Written problem: Render the rows below as a two-column CSV with the columns `request` and `answer`, one line per request. Put each request's full text and its answer in one double-quoted field each, with line breaks replaced by spaces.

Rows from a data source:
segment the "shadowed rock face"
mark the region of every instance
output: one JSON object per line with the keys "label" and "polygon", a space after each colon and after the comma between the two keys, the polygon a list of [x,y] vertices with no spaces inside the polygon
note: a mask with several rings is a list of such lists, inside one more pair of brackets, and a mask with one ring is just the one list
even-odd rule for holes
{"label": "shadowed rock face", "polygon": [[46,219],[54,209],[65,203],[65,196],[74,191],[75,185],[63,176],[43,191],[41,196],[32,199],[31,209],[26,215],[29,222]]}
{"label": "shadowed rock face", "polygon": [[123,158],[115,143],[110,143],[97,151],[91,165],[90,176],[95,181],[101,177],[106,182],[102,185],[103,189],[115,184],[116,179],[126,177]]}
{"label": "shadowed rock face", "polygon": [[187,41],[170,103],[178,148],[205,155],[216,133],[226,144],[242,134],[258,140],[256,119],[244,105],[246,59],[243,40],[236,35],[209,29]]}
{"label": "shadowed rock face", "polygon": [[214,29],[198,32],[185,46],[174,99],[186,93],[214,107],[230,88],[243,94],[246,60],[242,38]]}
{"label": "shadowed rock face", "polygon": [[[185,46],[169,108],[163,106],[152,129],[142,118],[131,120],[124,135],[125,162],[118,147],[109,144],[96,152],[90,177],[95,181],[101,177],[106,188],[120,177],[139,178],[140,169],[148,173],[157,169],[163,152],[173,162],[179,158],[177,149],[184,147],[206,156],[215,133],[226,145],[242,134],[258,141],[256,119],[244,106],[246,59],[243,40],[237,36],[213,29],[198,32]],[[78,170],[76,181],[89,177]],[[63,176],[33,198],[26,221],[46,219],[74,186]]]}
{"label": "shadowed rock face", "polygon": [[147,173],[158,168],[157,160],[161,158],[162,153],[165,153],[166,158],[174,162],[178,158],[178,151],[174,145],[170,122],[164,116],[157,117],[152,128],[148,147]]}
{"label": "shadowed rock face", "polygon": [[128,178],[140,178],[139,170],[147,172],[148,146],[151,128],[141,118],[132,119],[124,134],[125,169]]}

Reply:
request,answer
"segment the ""shadowed rock face"" mark the region of every instance output: one JSON object per line with the keys ""label"" and ""polygon"", a space after each colon and after the comma between the two keys, the polygon a list of [x,y] vertices with no spaces inside the polygon note: a mask with several rings is a list of such lists, inside one more pair of brackets, and a mask with one ring is just the one list even-odd rule for holes","{""label"": ""shadowed rock face"", ""polygon"": [[46,219],[54,209],[65,203],[65,196],[74,191],[75,185],[63,176],[43,191],[41,196],[32,199],[31,209],[26,215],[29,222]]} {""label"": ""shadowed rock face"", ""polygon"": [[123,158],[115,143],[110,143],[97,151],[91,165],[90,176],[95,181],[101,177],[106,182],[102,185],[103,189],[115,184],[116,179],[126,177]]} {""label"": ""shadowed rock face"", ""polygon"": [[187,41],[170,103],[178,148],[205,155],[216,133],[226,144],[242,134],[258,140],[256,119],[244,105],[246,59],[243,40],[236,35],[209,29]]} {""label"": ""shadowed rock face"", ""polygon"": [[214,29],[198,32],[185,46],[174,99],[186,93],[214,107],[230,88],[243,94],[246,60],[242,38]]} {""label"": ""shadowed rock face"", ""polygon"": [[[185,46],[169,108],[163,106],[152,129],[142,118],[131,120],[124,135],[125,162],[118,147],[109,144],[96,152],[90,177],[95,181],[101,177],[106,188],[120,177],[139,178],[140,169],[148,173],[157,169],[163,152],[173,162],[179,158],[177,149],[184,147],[206,156],[215,133],[226,145],[242,134],[258,141],[256,119],[244,106],[246,59],[243,40],[237,36],[213,29],[198,32]],[[78,170],[76,181],[89,177]],[[63,176],[33,198],[26,221],[46,219],[74,186]]]} {""label"": ""shadowed rock face"", ""polygon"": [[147,173],[158,168],[157,160],[161,158],[162,153],[165,153],[166,158],[174,162],[178,158],[178,151],[174,145],[170,122],[164,116],[157,117],[152,128],[148,147]]} {""label"": ""shadowed rock face"", ""polygon"": [[128,178],[140,178],[139,170],[147,172],[148,146],[151,128],[141,118],[132,119],[124,134],[125,169]]}"